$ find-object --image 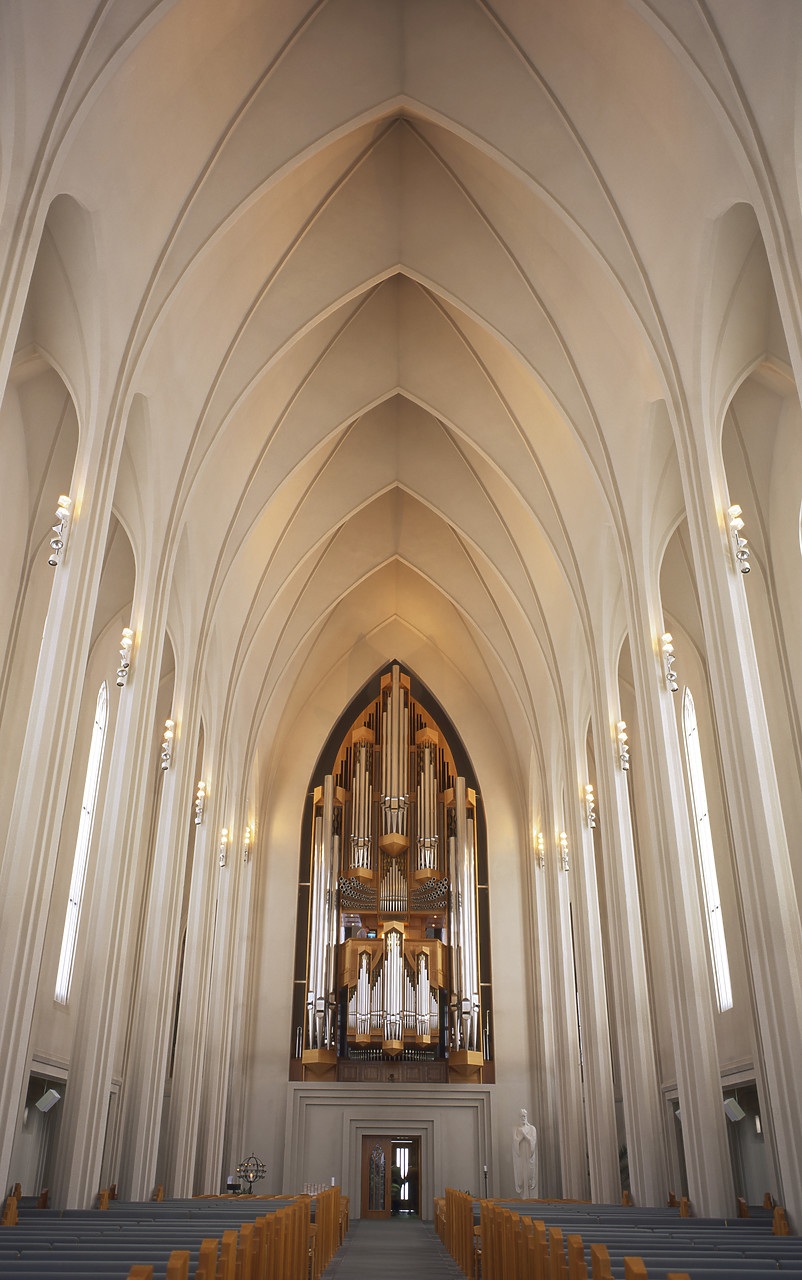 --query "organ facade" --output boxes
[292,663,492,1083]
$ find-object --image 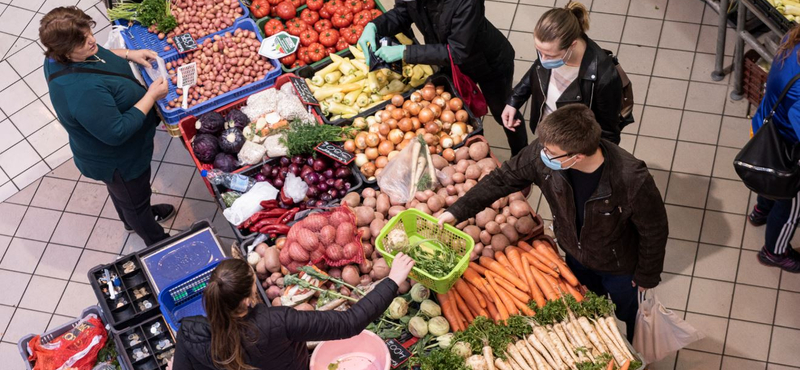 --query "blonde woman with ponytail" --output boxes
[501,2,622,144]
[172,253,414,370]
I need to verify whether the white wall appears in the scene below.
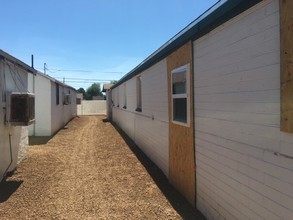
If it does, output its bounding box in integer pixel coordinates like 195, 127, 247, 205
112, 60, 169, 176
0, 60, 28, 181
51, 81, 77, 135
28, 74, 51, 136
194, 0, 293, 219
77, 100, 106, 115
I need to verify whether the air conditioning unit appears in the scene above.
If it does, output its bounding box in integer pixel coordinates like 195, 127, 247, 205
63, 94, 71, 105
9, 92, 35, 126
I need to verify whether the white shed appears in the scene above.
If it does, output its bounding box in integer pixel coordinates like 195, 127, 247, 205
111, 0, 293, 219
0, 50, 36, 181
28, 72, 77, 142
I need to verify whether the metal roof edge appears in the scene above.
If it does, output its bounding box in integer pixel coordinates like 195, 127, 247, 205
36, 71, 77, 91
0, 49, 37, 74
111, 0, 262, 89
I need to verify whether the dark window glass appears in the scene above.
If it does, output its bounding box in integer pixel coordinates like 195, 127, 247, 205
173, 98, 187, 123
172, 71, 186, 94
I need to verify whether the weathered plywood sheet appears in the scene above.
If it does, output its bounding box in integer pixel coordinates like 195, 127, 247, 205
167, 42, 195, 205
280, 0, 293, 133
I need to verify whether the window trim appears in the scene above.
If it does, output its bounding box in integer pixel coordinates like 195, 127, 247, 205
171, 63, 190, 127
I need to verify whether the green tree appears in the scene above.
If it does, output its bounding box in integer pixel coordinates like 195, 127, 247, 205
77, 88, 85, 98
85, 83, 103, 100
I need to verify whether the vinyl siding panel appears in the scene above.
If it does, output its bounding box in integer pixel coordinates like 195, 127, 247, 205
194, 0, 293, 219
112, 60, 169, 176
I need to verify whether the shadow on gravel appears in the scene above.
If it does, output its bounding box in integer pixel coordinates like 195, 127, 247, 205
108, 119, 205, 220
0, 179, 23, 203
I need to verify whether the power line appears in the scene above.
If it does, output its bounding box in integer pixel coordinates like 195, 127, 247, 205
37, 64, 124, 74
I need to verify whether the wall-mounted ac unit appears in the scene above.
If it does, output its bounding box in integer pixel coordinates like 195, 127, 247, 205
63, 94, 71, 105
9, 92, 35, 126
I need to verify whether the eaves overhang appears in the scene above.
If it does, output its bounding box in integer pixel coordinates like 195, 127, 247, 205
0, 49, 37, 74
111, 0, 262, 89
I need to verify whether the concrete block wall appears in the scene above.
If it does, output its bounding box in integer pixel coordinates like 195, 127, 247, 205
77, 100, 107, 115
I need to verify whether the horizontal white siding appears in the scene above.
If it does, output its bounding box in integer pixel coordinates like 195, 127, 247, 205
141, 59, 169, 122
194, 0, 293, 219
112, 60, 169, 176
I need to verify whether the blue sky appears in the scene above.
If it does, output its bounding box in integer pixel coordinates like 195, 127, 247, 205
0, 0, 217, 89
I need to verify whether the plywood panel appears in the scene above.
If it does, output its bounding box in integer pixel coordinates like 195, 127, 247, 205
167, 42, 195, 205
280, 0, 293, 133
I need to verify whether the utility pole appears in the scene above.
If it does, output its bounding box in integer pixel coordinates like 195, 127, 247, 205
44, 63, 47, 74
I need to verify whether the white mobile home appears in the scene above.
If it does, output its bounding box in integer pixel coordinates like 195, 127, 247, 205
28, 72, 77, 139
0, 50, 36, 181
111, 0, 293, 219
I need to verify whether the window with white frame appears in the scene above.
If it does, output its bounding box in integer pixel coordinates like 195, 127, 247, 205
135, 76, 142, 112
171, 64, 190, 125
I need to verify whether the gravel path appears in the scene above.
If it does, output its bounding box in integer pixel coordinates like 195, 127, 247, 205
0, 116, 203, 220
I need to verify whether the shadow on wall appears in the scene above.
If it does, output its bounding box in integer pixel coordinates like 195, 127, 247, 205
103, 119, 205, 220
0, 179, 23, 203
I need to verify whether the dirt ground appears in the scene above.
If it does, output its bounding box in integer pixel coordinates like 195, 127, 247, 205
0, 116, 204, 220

◆ ◆ ◆ ◆ ◆

**What you should do**. Copy out the part of the records above that opens with the line containing "I need to verify whether the plywood" and closes with the line containing "44, 63, 47, 74", keeping both end lines and every character unchanged.

**Result for this task**.
I need to verify whether the plywood panel appears in the scene above.
If it does, output its bounding box in integer pixel coordinates like 195, 127, 247, 205
167, 42, 195, 205
280, 0, 293, 133
I need to verify whether the utility pole appears in the scene above.
If it does, output its bounding box in integer pixel coordinates like 195, 127, 247, 205
44, 63, 47, 74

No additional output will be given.